• Problem to solve: Quote exactly, and only, the lines from the one with "Signal-phase audit: put a marker on every instance of the tv" through the end of the listing.

• Input records:
-- START --
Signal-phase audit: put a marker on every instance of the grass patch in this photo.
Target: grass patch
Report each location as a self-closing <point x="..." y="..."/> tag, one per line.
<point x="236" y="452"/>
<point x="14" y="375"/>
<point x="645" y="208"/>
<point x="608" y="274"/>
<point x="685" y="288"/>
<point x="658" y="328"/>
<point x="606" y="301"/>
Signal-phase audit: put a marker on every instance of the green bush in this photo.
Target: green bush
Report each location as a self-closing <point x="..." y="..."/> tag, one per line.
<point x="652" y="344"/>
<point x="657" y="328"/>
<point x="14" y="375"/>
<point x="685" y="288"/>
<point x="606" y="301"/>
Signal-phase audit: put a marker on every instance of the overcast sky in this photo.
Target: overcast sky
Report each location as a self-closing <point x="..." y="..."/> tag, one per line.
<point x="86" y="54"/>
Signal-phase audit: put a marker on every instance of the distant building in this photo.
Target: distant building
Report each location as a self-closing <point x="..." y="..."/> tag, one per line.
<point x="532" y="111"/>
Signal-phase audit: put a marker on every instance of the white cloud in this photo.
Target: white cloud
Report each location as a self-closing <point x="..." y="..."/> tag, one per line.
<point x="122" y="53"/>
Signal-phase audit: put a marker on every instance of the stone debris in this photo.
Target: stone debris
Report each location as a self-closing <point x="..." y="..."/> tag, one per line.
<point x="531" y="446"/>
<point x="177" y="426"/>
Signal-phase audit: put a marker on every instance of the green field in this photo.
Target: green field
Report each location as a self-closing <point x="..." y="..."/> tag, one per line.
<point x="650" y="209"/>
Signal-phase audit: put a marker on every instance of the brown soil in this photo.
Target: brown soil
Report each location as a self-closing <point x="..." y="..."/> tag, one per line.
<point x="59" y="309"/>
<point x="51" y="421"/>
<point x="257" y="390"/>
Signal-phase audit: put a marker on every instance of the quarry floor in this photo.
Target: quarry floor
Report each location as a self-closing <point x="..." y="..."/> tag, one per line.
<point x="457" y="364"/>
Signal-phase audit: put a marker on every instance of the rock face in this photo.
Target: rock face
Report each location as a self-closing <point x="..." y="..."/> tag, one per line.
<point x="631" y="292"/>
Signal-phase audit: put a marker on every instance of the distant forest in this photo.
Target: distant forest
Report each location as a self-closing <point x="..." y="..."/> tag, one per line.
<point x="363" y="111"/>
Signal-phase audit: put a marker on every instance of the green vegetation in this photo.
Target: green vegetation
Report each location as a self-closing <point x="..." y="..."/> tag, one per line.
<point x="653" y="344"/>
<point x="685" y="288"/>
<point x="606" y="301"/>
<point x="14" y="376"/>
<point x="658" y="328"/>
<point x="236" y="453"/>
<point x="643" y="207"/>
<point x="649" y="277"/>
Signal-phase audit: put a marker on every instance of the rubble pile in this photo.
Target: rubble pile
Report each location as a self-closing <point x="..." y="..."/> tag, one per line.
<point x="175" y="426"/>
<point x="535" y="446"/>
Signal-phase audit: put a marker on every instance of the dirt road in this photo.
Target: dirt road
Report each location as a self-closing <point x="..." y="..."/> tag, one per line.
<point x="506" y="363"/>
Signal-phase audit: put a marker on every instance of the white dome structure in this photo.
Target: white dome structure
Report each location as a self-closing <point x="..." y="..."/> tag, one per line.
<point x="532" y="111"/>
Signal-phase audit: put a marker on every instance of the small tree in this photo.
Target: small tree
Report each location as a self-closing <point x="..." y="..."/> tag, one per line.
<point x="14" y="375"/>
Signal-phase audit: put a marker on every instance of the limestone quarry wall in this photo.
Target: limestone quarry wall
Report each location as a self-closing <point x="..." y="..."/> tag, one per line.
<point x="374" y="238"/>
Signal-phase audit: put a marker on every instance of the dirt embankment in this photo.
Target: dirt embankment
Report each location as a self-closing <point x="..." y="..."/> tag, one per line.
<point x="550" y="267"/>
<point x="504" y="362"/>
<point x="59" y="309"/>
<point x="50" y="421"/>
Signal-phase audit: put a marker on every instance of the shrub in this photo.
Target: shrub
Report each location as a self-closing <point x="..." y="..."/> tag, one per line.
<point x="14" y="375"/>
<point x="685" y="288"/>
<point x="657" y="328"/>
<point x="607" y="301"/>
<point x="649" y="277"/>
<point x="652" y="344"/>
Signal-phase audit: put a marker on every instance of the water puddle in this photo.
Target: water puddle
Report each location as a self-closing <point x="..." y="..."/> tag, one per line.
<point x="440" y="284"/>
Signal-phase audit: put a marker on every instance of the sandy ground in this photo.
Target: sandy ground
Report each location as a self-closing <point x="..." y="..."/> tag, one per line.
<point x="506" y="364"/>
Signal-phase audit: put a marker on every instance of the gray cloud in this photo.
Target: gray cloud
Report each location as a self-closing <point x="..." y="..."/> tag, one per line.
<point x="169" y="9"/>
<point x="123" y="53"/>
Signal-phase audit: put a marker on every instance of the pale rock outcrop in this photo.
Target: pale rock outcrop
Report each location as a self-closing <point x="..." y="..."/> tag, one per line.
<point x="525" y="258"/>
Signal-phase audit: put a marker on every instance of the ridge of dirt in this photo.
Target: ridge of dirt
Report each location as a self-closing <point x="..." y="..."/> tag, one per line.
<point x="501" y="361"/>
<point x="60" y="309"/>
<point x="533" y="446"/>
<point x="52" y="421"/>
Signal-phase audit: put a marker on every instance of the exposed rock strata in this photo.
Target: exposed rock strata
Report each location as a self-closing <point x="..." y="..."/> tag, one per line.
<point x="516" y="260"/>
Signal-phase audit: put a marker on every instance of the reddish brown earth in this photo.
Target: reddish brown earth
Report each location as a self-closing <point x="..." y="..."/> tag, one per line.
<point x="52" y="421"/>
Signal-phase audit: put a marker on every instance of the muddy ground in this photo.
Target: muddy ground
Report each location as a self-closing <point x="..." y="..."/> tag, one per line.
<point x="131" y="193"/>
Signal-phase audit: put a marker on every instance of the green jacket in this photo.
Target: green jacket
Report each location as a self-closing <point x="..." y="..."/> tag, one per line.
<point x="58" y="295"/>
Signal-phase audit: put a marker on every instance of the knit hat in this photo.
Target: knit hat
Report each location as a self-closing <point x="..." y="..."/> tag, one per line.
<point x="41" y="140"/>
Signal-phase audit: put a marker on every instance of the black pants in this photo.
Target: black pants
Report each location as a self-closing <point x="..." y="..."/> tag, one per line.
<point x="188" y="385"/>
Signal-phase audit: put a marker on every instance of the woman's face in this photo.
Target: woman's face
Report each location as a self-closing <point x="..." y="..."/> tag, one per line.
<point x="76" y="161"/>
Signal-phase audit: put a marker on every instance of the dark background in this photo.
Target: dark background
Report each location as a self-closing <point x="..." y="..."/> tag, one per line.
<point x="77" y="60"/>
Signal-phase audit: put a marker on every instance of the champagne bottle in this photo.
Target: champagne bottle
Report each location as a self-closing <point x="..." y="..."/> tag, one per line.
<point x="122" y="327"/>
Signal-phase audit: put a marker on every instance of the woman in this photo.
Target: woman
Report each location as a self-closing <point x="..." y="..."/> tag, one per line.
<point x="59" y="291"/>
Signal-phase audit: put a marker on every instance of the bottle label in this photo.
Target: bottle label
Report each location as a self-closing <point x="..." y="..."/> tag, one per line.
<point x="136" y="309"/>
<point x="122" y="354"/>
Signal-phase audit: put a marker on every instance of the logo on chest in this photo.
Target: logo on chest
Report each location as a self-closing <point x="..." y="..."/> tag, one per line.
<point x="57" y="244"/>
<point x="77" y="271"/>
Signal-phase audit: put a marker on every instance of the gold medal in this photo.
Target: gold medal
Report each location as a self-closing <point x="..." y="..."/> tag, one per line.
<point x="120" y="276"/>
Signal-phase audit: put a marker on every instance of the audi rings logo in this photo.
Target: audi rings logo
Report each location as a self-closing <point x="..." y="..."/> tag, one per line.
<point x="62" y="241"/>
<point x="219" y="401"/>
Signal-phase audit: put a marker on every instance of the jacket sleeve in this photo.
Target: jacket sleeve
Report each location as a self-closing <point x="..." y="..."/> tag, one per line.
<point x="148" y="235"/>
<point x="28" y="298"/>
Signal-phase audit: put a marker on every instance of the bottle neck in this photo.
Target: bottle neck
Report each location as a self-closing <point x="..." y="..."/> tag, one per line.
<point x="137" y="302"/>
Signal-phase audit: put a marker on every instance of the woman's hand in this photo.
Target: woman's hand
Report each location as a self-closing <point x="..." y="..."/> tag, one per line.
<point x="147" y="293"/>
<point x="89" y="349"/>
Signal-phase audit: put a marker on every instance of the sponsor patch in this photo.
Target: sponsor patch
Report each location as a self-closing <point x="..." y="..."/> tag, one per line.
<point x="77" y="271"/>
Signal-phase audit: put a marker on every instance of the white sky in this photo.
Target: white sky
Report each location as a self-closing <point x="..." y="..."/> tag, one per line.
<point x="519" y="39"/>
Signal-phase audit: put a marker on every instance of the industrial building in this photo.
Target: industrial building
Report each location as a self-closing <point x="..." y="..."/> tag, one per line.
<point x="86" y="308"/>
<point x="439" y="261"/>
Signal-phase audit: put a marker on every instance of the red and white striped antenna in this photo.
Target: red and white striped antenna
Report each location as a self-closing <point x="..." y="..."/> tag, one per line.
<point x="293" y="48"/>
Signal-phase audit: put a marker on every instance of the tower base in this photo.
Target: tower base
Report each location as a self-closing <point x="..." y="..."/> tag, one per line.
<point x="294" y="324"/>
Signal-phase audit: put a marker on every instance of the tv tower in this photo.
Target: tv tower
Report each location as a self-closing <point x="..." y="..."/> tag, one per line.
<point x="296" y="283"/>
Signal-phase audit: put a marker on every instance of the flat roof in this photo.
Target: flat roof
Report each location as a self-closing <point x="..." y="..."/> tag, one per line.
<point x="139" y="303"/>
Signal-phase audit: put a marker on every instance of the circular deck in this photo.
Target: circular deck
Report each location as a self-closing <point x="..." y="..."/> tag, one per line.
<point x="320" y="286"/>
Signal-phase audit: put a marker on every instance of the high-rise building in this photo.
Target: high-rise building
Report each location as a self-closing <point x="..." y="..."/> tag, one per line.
-- END --
• Solved exercise:
Signal-phase audit: put a marker on every instance of the tv tower in this photo.
Target: tv tower
Report each location as a self-closing <point x="..." y="..."/> tag, one per line.
<point x="296" y="283"/>
Signal-phase audit: put a marker on every instance of the flat roof in this photo.
Target: flat roof
Report each location as a self-closing <point x="..." y="..."/> tag, one per line.
<point x="139" y="303"/>
Signal-phase audit: put a marker on every instance of the circular deck in this photo.
Target: circular deck
Report each location as a self-closing <point x="..." y="..."/> tag, one per line.
<point x="320" y="286"/>
Signal-phase audit: put a marker on every instance of the high-rise building in this photo.
Target: high-rise building
Report each location as a self-closing <point x="..." y="..."/> tag, one per line.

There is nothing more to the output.